REQUIRED WORK ▸ Go through the lines below and copy any that hold the string "hair".

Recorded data
────────
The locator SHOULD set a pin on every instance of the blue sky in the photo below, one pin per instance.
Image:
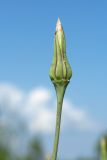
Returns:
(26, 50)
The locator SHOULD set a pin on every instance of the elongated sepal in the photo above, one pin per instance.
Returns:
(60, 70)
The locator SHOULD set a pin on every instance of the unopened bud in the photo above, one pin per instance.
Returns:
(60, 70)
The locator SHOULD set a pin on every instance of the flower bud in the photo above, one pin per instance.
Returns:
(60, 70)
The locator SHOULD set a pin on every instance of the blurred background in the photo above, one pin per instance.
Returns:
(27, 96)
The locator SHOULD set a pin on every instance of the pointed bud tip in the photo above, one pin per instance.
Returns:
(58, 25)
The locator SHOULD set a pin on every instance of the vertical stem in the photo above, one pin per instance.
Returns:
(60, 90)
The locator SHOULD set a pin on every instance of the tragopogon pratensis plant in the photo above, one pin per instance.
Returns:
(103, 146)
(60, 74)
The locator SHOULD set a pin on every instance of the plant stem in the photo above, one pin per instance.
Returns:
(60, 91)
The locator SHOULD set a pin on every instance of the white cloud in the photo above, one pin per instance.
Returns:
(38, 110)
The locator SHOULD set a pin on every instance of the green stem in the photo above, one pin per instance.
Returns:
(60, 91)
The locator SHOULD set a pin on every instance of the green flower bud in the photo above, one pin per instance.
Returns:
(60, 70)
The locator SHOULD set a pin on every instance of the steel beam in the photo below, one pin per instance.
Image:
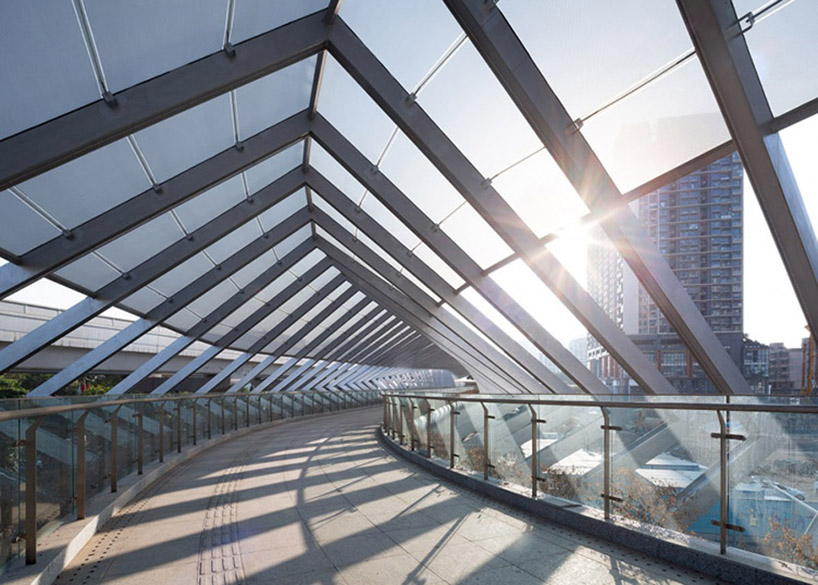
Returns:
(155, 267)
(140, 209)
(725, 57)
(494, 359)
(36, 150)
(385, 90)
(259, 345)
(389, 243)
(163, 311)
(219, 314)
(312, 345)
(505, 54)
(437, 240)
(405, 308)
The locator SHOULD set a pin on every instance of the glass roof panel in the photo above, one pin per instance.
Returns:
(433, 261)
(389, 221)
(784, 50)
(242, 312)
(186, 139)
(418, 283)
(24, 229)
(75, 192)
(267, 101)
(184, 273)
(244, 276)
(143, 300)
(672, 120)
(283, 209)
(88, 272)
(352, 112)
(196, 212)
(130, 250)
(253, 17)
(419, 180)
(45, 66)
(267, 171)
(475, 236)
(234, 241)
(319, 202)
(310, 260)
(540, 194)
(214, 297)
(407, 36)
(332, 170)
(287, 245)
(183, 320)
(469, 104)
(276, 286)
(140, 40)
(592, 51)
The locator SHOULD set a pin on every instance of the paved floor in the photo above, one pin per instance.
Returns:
────────
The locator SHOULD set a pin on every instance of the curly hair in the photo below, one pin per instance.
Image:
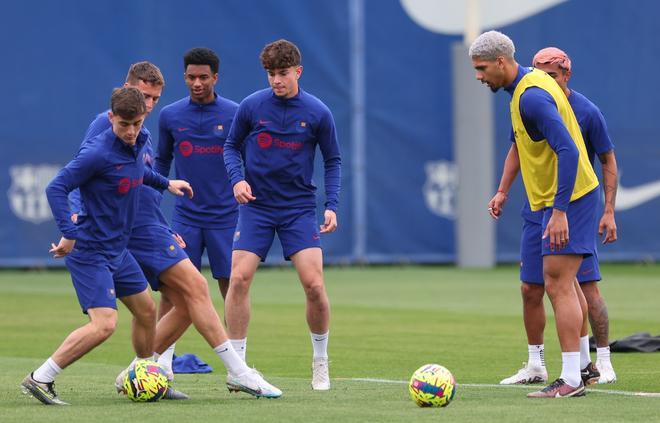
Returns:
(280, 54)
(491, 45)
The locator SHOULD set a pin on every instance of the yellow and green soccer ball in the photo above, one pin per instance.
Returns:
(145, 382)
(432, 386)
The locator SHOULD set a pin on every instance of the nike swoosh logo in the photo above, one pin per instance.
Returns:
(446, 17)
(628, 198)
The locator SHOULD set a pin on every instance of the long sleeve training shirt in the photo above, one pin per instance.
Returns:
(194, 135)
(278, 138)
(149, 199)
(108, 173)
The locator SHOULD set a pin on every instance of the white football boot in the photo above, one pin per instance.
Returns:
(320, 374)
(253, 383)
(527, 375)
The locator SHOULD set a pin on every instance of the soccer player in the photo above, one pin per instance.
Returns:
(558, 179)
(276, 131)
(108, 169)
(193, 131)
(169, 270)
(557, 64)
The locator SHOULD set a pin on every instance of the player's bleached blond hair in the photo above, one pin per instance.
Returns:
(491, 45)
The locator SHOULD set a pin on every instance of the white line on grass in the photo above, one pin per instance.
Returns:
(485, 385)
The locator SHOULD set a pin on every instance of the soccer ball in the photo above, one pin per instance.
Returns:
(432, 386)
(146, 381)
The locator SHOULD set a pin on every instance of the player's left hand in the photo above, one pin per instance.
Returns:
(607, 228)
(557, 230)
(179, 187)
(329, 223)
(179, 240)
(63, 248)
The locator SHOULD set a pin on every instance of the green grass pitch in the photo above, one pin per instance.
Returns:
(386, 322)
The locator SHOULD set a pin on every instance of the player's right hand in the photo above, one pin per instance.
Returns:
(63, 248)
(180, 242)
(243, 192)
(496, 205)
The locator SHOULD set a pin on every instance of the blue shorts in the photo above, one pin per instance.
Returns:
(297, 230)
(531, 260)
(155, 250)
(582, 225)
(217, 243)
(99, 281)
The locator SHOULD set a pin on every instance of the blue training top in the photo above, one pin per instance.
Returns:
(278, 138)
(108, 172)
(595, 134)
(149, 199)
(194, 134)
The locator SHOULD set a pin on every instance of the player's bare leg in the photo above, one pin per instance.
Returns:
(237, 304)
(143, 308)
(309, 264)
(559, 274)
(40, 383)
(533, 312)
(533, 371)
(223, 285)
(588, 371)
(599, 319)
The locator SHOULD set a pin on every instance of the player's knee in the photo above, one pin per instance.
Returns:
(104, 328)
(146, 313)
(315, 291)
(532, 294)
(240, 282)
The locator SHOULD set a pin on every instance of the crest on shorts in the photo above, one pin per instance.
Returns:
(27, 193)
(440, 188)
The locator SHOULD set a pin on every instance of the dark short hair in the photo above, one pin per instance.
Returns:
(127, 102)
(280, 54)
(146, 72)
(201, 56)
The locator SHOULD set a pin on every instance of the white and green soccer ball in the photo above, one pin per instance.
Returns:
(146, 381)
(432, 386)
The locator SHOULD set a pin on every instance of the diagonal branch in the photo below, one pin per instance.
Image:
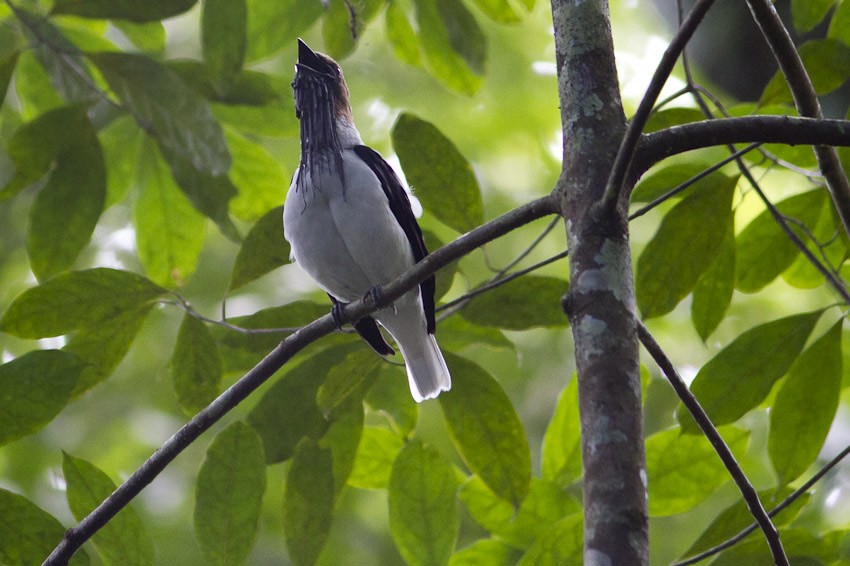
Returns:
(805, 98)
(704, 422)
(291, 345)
────────
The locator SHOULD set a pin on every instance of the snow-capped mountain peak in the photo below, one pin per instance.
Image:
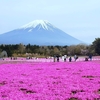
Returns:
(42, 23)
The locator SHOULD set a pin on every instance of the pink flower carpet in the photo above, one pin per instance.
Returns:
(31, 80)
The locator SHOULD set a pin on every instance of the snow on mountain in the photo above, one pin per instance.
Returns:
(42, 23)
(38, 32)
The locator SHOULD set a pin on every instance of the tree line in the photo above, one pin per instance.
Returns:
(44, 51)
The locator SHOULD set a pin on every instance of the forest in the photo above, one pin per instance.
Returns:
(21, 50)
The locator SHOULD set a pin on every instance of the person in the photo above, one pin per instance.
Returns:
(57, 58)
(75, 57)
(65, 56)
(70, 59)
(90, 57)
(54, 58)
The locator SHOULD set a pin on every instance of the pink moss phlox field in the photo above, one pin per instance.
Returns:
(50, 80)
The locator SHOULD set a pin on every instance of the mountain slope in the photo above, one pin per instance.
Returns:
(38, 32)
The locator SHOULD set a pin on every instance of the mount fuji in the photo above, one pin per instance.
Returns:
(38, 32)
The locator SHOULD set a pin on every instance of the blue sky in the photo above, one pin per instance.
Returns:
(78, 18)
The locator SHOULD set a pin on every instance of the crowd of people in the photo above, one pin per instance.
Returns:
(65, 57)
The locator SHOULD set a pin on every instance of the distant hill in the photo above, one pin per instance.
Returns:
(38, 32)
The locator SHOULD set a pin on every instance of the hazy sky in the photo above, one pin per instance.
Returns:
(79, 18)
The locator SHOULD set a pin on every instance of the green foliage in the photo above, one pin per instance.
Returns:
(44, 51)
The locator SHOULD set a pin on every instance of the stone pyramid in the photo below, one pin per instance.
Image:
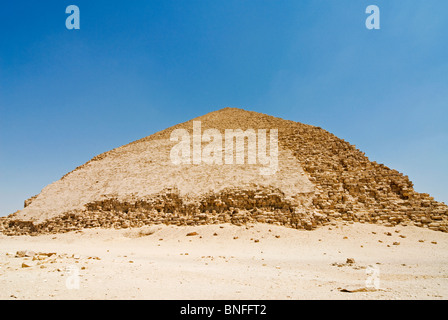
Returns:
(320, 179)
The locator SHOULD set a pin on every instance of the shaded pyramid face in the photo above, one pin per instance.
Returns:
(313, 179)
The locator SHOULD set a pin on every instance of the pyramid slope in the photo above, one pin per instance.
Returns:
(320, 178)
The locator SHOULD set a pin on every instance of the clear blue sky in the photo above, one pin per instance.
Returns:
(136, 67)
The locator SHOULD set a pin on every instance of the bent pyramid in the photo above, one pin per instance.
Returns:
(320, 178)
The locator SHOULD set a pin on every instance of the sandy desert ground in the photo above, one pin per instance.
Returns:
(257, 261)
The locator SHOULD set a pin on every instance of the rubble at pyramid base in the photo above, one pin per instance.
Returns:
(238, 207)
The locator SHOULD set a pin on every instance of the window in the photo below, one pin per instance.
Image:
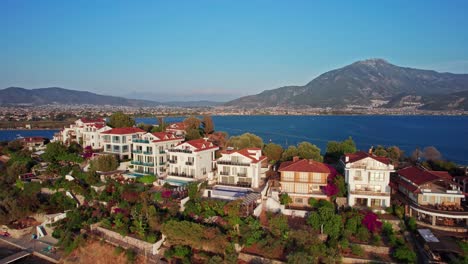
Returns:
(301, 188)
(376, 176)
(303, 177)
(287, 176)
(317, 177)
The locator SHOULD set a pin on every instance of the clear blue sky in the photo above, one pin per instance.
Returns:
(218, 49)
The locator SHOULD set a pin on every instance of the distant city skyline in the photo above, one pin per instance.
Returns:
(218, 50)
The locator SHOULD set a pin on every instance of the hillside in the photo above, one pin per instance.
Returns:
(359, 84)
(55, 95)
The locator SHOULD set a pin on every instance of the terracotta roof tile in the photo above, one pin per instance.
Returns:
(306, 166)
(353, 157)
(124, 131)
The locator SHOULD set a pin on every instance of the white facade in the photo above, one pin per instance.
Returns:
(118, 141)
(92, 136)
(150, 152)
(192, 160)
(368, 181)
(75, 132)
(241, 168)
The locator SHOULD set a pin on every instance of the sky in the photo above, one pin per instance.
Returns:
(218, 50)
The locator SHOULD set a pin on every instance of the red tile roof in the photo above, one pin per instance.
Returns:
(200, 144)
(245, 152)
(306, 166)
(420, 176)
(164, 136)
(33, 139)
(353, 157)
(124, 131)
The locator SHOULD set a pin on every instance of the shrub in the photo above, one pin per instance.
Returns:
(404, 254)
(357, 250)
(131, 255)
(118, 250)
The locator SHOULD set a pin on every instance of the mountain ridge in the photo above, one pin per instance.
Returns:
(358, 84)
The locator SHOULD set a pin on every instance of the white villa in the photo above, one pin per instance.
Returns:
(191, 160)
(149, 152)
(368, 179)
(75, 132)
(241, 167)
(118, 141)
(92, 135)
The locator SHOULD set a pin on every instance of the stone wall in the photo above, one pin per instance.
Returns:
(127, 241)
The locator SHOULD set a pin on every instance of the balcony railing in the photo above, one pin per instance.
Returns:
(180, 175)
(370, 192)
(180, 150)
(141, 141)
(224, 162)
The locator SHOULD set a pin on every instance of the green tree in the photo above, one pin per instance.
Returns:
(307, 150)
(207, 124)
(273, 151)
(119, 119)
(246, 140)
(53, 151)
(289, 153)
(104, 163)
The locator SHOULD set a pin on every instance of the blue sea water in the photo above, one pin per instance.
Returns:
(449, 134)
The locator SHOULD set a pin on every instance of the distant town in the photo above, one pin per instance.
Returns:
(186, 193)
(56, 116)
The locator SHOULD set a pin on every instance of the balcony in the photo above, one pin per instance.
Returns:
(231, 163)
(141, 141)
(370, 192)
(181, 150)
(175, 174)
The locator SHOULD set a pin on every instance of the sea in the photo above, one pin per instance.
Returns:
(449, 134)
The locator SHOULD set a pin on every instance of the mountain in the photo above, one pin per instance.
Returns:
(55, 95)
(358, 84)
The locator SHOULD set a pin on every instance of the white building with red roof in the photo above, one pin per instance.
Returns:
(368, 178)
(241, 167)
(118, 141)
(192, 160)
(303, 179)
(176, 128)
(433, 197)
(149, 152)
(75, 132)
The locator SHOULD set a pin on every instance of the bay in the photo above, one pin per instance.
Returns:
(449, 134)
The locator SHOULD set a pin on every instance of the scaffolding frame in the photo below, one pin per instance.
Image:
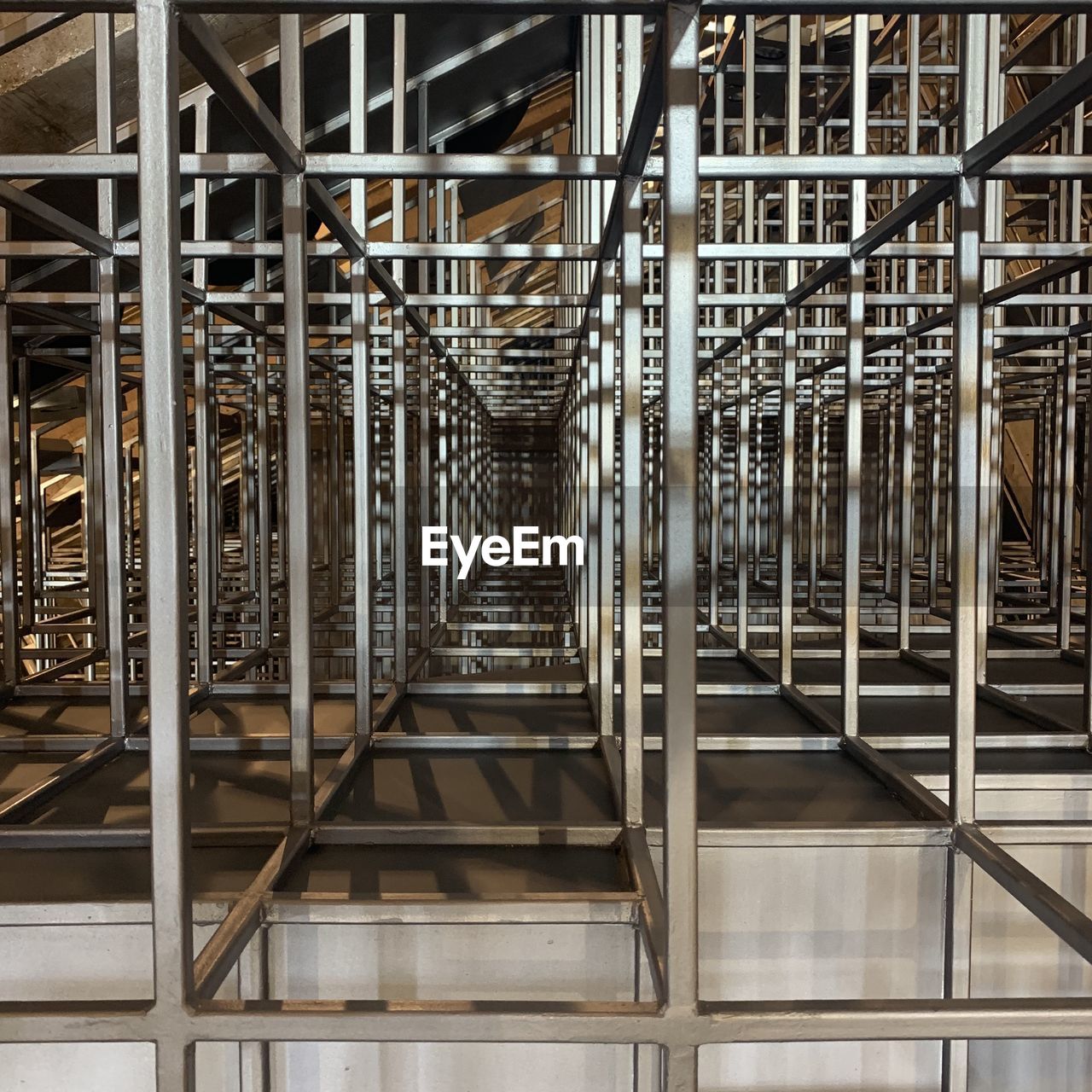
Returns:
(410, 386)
────────
OUTPUT FOR THIS EXERCISE ▸
The locator SHOULD set a pin on every instance of the curly hair in the photo below, one pin per instance.
The locator SHOULD set a pin on every instance of the player's bleached blond hair in the photo above, one pin per instance.
The locator SHOULD set a pin on every instance of the dark short hair in the photo above, one pin per instance.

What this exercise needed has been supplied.